■ **About this exercise**
In the data that follows, find each line containing "maroon" and copy it.

■ **Records contained in a dataset**

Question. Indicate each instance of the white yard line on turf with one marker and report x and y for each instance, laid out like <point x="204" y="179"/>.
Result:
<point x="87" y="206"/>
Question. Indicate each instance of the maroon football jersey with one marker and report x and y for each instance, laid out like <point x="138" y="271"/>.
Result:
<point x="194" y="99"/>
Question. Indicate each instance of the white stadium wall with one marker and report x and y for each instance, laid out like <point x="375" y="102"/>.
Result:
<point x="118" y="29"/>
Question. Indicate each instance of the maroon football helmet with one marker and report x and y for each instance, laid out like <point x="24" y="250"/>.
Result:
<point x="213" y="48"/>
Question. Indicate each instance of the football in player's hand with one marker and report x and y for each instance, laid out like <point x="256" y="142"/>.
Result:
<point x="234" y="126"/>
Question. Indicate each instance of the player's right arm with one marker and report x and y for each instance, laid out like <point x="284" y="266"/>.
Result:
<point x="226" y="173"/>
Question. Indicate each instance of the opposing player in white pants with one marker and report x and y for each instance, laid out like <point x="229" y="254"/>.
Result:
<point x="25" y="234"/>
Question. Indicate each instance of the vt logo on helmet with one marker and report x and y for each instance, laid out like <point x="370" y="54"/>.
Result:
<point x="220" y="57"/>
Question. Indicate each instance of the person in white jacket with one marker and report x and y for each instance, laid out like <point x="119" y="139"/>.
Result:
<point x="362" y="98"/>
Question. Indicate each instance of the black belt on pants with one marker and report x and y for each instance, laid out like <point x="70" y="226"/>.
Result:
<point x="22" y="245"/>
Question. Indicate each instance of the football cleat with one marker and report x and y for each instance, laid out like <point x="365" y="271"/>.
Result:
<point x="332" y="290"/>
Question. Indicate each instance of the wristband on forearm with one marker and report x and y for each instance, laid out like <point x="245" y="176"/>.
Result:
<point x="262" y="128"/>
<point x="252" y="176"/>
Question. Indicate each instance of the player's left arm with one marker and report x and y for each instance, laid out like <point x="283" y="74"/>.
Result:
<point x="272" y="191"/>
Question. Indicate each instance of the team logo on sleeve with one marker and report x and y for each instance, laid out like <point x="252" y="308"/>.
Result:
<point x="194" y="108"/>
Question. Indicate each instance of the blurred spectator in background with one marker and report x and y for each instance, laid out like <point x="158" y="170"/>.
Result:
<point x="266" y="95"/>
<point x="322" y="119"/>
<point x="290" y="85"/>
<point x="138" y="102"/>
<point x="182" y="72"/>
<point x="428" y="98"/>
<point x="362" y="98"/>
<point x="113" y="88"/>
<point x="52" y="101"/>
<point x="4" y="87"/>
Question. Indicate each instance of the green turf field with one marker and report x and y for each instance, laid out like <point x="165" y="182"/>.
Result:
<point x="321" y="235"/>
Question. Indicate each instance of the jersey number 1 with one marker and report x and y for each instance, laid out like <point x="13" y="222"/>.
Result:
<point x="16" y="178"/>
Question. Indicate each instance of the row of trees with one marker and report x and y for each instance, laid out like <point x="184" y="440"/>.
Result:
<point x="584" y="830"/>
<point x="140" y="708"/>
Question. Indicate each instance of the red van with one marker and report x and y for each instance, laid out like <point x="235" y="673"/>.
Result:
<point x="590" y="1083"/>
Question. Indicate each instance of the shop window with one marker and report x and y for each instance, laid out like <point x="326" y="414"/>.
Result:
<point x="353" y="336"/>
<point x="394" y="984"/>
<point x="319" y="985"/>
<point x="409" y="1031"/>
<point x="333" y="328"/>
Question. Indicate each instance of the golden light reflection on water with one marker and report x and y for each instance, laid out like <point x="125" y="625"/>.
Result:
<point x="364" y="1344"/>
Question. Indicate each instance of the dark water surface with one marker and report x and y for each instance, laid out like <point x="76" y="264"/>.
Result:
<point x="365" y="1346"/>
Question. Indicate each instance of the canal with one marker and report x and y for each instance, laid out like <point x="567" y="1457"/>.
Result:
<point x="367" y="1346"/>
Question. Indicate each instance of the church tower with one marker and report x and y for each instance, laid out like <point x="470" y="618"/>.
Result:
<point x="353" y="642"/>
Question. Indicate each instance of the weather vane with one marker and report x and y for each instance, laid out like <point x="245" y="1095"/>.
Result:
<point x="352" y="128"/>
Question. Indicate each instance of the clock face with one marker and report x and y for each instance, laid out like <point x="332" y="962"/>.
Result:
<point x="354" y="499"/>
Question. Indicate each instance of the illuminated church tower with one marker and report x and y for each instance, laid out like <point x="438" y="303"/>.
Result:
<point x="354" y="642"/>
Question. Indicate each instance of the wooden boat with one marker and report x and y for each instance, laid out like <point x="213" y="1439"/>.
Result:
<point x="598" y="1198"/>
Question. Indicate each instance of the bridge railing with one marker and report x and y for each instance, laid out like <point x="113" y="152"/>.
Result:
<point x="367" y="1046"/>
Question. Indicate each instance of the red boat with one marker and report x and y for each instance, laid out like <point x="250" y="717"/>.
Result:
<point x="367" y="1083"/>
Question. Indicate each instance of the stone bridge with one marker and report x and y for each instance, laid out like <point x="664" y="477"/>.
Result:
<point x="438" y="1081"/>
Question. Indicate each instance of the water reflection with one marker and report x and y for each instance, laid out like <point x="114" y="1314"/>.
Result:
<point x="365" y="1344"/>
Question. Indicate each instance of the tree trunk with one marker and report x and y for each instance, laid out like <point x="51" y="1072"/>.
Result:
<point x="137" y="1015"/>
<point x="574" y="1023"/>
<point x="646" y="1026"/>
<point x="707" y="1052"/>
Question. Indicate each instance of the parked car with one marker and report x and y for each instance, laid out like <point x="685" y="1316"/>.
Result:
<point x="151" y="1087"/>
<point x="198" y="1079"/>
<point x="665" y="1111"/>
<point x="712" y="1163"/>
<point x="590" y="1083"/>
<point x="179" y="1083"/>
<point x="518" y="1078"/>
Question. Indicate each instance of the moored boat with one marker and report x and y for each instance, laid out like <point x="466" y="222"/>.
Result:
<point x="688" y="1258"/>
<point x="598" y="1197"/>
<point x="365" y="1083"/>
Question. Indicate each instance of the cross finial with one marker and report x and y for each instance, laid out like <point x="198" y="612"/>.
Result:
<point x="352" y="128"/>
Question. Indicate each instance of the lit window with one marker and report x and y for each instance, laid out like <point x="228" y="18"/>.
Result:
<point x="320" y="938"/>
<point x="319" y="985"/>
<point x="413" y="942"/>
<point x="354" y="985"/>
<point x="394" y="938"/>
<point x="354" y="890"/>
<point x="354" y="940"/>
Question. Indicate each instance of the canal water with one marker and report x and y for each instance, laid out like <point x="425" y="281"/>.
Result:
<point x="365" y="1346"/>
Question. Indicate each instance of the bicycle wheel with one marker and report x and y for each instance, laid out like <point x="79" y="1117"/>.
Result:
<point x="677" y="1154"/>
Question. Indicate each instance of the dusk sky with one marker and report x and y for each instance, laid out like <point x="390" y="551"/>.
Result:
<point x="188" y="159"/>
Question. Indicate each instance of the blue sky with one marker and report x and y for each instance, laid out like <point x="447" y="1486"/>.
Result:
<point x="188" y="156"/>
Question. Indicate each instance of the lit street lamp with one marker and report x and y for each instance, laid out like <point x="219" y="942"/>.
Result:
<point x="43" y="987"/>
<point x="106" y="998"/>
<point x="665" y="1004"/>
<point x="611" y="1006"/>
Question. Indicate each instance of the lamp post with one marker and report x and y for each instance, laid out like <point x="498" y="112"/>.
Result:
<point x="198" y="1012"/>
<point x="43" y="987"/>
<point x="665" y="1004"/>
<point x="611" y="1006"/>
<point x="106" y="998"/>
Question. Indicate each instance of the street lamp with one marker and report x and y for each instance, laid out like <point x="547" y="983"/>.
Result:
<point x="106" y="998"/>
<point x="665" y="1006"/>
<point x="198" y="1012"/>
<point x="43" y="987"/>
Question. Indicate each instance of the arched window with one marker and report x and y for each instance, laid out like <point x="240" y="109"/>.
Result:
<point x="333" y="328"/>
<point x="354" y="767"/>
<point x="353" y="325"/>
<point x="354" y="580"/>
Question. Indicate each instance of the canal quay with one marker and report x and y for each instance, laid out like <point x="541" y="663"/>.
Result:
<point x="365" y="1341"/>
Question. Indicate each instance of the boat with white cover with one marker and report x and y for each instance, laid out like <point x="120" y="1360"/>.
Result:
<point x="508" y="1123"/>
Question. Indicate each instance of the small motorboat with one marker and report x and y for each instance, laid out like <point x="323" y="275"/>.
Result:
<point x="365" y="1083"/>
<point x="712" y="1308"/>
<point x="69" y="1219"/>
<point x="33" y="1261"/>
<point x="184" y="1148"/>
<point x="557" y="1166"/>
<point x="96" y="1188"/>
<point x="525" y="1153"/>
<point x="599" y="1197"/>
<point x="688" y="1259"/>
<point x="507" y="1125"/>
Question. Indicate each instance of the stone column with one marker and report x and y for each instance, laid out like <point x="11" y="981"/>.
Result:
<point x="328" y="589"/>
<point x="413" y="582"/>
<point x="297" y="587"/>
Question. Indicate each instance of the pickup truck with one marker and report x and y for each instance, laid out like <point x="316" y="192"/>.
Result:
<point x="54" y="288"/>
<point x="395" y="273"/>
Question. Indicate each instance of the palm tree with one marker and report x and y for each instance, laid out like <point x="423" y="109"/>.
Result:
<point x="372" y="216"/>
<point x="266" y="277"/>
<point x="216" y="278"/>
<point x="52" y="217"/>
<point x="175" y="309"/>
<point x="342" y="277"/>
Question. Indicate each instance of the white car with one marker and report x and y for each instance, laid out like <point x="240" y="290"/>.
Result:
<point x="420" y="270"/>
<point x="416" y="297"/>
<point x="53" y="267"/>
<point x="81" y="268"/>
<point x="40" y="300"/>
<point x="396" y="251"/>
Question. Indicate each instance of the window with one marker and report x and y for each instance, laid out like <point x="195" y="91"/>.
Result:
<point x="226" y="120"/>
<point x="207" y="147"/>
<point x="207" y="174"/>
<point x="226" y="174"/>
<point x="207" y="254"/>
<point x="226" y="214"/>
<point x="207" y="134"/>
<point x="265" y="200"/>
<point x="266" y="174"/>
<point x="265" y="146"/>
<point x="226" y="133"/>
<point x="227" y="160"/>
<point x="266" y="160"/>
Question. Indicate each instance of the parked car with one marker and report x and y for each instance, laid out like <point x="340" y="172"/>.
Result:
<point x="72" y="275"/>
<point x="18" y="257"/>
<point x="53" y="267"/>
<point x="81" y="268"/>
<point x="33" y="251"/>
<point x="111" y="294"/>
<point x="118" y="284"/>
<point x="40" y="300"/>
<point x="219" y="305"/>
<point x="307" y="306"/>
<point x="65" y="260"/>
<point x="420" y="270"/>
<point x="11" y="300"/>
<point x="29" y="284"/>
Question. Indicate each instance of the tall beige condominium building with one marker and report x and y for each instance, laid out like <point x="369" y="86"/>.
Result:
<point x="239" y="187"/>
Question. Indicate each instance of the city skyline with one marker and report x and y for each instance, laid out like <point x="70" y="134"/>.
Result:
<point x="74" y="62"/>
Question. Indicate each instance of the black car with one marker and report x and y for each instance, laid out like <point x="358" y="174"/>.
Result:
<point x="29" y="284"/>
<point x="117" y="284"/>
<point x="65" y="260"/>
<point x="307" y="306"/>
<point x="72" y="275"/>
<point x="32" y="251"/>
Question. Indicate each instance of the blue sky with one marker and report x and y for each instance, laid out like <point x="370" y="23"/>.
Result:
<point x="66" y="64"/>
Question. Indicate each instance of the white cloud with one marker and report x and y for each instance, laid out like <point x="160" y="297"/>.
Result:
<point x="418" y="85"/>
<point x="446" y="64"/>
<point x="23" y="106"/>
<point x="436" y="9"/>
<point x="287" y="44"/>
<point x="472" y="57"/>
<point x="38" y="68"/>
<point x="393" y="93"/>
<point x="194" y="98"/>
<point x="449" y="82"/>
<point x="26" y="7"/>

■ **Solved exercise**
Question. Indicate each instance of the maroon football jersey with one marker and report x and y for each instance, laid out like <point x="138" y="271"/>.
Question. Indicate each instance of the maroon football helmet with one marker and report x and y for each instance, laid out like <point x="24" y="250"/>.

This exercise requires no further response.